▶ [The request]:
From the items below, return each line that contains the word "great".

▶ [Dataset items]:
____
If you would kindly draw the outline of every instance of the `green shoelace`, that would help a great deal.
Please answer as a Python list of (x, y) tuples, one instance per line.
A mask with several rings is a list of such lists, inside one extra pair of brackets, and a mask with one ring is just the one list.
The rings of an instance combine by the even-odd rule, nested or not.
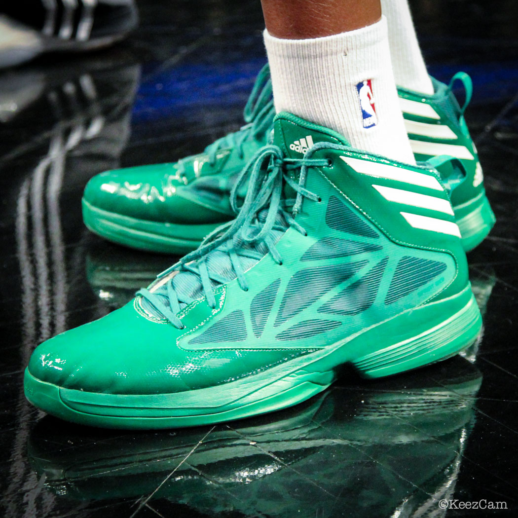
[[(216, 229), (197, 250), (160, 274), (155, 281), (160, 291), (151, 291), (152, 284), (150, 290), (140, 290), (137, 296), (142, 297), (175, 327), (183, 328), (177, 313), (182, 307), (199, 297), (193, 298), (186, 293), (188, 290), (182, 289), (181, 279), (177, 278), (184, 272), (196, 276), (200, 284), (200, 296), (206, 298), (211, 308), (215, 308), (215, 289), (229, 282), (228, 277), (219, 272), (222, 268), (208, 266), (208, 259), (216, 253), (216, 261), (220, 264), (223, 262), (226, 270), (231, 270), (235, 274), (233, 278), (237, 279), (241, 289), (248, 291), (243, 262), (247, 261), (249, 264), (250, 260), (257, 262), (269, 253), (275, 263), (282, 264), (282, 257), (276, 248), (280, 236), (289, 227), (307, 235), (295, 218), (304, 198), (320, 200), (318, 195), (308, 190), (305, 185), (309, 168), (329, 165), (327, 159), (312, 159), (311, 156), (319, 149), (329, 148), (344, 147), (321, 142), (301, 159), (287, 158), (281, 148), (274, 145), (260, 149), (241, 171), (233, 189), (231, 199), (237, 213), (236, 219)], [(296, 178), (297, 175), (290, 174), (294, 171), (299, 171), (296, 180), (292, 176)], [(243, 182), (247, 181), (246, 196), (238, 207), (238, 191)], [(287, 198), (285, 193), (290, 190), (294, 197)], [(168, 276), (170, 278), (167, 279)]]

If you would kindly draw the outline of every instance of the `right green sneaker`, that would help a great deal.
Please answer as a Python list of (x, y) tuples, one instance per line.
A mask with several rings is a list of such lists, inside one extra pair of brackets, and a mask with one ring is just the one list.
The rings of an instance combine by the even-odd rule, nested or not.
____
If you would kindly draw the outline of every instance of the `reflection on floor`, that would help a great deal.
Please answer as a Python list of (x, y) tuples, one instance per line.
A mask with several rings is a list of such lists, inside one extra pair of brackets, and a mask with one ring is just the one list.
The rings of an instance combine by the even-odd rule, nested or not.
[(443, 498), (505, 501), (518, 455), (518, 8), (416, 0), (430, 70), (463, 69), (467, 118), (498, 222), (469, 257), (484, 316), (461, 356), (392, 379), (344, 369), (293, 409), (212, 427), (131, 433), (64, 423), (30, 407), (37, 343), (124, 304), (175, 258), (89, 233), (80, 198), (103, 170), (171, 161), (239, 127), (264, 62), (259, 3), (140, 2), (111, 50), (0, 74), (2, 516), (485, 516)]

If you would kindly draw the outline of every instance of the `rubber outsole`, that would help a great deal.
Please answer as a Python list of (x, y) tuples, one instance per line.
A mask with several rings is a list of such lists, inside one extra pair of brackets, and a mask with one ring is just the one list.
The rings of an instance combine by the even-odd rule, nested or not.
____
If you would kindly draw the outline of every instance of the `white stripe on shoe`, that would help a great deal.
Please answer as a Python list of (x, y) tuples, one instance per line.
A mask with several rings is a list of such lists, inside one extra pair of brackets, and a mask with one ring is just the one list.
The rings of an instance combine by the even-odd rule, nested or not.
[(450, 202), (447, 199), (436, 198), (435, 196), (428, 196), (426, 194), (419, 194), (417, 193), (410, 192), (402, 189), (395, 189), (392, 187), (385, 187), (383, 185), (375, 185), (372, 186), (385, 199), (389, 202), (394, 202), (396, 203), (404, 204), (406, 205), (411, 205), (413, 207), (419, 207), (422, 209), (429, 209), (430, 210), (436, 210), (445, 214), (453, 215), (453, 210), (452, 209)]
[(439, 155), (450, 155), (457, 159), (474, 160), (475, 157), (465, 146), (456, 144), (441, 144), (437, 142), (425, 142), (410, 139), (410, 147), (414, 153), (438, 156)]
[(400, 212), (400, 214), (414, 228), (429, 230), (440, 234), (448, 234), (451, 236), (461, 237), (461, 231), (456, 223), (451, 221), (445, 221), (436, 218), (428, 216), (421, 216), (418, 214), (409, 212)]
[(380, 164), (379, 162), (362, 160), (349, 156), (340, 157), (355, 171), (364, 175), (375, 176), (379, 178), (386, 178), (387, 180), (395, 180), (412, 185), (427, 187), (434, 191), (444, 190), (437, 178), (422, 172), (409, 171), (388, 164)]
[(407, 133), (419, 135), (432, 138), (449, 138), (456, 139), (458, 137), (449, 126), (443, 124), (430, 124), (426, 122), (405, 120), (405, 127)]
____
▶ [Complete output]:
If you would kindly draw the outline of every instance of the `green shoelace`, that would help a great deal.
If you would kindly draw the outline of every instance of the `right green sneaker`, that would help a great deal.
If you would kindly draw the outline of every instance of the `reflection on floor`, that would help a great deal.
If you would kindly draw the outline of every instance of the `rubber outsole`, that would help a great deal.
If you would kindly draw the outline of every instance of the `white stripe on shoe`, that would help a great deal.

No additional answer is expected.